— Text extract —
===

Saleh Al-Yahri (Arabic:صالح اليهري) (born 30 May 1995) is a Qatari footballer. He currently plays for Al-Markhiya as a defender .

Career

Al-Gharafa
Al-Yahri started his career at Al-Gharafa and is a product of the Al-Gharafa's youth system.

Al-Markhiya
On 2016-2017 Season left Al-Gharafa and signed with Al-Markhiya. On 16 September 2017, Al-Yahri made his professional debut for Al-Markhiya against Al-Sadd in the Pro League, and the team won 2-0  However, the Disciplinary Committee of the Football Association decided to adopt the club Al-Sadd victory over Al-Markhiya with three clean goals, after the illegal participation of the arrested player Saleh Al-Yahri against Al-Sadd . On 13 June 2018, renewed his contract with Al-Markhiya.

Al-Shahania (loan)

===

— Supplied material —
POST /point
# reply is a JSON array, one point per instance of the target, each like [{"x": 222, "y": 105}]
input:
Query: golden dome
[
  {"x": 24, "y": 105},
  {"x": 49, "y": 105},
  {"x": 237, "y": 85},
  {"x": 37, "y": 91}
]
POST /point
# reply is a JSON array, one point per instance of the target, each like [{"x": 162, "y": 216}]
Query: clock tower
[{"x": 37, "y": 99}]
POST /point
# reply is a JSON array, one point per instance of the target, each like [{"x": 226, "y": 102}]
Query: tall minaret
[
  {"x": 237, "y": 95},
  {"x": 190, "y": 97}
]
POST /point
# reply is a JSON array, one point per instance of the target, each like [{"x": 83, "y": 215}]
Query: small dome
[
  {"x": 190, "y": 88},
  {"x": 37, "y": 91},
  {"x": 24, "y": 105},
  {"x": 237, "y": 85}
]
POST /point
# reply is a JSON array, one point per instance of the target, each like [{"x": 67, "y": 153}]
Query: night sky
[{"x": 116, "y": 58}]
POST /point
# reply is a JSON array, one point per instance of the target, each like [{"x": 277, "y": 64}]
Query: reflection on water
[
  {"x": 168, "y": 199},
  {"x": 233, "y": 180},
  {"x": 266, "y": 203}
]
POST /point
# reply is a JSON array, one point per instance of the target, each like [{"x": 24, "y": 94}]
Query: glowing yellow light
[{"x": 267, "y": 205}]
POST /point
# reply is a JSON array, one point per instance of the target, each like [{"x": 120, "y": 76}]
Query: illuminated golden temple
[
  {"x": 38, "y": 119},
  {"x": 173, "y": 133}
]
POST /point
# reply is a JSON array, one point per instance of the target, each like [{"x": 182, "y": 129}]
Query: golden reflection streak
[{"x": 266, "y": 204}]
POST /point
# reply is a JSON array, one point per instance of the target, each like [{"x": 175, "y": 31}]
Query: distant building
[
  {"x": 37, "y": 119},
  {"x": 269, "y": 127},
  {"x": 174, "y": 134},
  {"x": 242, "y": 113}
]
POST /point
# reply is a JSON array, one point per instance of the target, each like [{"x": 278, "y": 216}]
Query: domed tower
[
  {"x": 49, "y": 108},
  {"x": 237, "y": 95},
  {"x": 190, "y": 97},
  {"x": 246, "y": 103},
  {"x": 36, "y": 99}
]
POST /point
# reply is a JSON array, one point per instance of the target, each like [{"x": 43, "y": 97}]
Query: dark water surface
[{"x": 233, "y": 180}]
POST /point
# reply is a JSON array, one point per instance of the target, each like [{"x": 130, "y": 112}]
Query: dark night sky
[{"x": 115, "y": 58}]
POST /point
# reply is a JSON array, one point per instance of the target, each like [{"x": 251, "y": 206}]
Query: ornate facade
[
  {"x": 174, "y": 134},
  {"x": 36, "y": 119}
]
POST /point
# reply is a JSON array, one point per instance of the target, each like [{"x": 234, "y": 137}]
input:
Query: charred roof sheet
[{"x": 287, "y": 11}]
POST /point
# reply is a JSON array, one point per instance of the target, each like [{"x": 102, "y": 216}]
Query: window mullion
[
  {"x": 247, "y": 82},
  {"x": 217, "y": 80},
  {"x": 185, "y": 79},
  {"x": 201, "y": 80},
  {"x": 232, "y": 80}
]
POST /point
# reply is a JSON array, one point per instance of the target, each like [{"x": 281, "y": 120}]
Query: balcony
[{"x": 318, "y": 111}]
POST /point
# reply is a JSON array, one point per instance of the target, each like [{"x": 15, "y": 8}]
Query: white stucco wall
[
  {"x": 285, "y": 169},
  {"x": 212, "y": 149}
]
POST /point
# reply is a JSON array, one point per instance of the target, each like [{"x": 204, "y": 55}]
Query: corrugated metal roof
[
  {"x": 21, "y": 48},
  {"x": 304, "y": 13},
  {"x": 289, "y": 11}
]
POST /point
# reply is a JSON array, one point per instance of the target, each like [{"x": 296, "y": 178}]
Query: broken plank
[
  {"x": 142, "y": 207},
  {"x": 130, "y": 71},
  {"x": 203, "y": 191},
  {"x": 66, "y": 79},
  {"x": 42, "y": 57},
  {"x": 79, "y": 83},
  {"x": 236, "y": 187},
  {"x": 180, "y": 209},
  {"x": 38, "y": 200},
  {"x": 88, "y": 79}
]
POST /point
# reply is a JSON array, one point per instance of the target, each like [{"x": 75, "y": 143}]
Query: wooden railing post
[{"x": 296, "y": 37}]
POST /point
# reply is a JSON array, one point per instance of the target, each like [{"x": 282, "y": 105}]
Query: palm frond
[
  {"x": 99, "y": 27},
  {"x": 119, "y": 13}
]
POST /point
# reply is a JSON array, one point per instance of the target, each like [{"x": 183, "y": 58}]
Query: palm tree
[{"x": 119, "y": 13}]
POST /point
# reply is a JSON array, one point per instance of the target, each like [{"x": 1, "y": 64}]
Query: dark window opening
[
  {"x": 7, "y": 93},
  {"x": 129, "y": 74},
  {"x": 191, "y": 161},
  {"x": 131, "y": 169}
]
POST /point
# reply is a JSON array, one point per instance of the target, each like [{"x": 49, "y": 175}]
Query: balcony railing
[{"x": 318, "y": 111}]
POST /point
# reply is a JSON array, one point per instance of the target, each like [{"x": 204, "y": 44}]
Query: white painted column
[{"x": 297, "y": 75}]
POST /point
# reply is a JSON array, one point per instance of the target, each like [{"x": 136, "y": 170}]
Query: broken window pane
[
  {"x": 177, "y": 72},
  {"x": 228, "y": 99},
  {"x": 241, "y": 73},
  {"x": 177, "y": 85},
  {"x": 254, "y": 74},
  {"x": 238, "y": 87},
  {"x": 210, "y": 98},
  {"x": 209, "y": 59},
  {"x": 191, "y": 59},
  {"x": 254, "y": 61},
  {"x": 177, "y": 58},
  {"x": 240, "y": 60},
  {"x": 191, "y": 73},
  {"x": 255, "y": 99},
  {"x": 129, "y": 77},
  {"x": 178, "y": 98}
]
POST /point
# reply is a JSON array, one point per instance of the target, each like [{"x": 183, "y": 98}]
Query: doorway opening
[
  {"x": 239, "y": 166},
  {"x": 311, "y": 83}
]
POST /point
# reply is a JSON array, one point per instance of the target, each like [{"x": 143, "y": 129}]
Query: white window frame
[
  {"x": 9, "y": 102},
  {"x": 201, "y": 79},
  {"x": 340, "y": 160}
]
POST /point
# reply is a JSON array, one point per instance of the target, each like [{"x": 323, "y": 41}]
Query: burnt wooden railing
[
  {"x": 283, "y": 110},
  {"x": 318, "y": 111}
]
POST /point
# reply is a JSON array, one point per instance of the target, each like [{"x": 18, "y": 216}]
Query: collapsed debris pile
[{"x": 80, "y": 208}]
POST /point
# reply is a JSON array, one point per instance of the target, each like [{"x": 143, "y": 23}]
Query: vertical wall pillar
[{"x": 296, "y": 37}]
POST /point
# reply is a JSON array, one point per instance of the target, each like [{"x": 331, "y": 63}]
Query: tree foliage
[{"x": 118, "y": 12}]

===

— Actions to take —
1 – Transcribe the Saleh Al-Yahri article between "Saleh Al-Yahri (Arabic:صالح" and "Al-Gharafa's youth system.", inclusive.
2 – How many lines in the listing contain the string "golden", with case counting? Reply with the number only.
The Saleh Al-Yahri article and the listing are unrelated to each other.

— Response list —
1 –
Saleh Al-Yahri (Arabic:صالح اليهري) (born 30 May 1995) is a Qatari footballer. He currently plays for Al-Markhiya as a defender .

Career

Al-Gharafa
Al-Yahri started his career at Al-Gharafa and is a product of the Al-Gharafa's youth system.

2 – 3